WHAT IS REQUIRED: When you reach the line with "Target: gray sky" in the listing below, transcribe it and each line after it up to and including the line with "indicate the wet muddy", exactly and with nothing else.

MATERIAL FOR THIS TASK:
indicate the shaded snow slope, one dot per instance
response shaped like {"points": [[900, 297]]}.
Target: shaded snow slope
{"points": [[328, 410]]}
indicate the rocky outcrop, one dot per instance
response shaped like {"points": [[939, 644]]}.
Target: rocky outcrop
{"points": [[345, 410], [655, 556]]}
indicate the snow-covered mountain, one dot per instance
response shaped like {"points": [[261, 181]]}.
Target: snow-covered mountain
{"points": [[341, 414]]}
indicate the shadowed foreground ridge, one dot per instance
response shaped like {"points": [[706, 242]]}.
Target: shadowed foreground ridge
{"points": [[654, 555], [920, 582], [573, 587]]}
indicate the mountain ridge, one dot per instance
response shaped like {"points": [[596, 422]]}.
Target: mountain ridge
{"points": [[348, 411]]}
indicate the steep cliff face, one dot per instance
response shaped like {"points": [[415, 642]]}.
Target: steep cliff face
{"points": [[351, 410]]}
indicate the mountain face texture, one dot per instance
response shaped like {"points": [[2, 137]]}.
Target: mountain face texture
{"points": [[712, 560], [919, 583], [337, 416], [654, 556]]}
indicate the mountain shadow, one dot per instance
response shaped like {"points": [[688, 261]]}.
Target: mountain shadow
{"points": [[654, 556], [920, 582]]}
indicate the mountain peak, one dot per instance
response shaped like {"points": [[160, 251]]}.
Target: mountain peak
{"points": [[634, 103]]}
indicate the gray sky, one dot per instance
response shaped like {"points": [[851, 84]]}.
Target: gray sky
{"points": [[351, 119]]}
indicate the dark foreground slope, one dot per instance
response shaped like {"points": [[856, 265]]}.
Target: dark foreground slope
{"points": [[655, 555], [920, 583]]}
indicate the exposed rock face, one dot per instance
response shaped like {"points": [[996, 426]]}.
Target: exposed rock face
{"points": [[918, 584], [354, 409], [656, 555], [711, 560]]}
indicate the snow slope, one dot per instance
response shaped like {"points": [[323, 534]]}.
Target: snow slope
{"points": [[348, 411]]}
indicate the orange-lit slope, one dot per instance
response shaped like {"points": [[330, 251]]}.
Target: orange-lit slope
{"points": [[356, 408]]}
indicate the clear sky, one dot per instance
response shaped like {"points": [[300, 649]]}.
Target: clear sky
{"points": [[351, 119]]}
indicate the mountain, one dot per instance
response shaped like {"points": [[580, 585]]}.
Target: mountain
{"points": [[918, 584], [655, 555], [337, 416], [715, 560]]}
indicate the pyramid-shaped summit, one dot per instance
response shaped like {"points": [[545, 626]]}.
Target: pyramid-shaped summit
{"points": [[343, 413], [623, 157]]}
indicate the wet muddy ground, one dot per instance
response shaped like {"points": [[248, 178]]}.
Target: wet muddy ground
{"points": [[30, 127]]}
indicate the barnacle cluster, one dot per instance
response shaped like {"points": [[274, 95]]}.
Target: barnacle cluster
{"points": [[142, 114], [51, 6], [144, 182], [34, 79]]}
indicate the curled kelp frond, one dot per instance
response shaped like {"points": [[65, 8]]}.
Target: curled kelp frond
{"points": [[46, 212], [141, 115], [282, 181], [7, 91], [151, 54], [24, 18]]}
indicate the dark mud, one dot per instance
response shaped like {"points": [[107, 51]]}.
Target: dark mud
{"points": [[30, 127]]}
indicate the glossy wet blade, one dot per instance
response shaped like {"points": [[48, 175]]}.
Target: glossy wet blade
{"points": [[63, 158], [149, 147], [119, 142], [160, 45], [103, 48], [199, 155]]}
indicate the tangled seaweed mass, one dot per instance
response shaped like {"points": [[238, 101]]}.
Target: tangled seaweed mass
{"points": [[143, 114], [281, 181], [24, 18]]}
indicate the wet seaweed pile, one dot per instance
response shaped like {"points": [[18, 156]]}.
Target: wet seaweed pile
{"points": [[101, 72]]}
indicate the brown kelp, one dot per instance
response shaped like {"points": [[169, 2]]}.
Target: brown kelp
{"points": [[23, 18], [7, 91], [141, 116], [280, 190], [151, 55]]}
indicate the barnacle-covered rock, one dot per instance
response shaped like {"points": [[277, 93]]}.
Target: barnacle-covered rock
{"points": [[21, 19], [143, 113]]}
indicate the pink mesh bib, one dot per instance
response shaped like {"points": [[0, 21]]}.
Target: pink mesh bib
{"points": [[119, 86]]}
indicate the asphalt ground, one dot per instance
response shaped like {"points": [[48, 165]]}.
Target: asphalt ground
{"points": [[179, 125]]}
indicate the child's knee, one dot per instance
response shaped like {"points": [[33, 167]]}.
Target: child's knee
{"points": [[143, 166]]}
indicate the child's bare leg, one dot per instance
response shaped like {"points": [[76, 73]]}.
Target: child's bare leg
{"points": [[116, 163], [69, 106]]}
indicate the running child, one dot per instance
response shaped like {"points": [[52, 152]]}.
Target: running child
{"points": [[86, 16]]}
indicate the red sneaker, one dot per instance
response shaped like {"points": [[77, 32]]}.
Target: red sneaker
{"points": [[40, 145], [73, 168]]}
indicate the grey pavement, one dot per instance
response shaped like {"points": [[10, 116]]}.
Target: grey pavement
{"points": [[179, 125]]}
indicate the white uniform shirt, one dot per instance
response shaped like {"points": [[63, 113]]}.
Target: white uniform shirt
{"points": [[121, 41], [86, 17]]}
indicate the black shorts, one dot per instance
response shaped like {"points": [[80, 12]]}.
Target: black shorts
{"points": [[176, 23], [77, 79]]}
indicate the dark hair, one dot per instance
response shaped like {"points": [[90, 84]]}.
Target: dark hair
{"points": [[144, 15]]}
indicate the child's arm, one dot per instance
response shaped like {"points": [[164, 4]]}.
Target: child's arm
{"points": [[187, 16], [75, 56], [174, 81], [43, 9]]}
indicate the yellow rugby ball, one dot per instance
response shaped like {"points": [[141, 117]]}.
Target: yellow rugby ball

RESULT:
Target: gray sky
{"points": [[351, 119]]}
indicate the dark foreground slope, one dot per instance
response shaped like {"points": [[856, 265]]}.
Target: dark foreground slope
{"points": [[655, 555], [920, 583]]}
indicate the exposed rock face, one dot per instance
response shaped like {"points": [[996, 426]]}.
Target: exposed rock face
{"points": [[918, 584], [354, 409], [656, 555], [711, 560]]}
indicate the snow slope, one dot per instance
response shaped like {"points": [[323, 534]]}.
Target: snow slope
{"points": [[348, 411]]}
indicate the orange-lit slope, one dot per instance
response shaped like {"points": [[330, 251]]}.
Target: orange-lit slope
{"points": [[356, 408]]}
indicate the clear sky, one dot per instance
response shaped like {"points": [[300, 649]]}.
Target: clear sky
{"points": [[351, 119]]}
indicate the mountain, one dot per instance
response shaped like {"points": [[580, 585]]}.
Target: mountain
{"points": [[918, 584], [655, 555], [337, 416], [715, 560]]}
indicate the pyramid-shaped summit, one dot per instance
response shaped like {"points": [[545, 626]]}.
Target: pyramid-shaped summit
{"points": [[343, 413], [623, 157]]}
indicate the wet muddy ground, one dot per instance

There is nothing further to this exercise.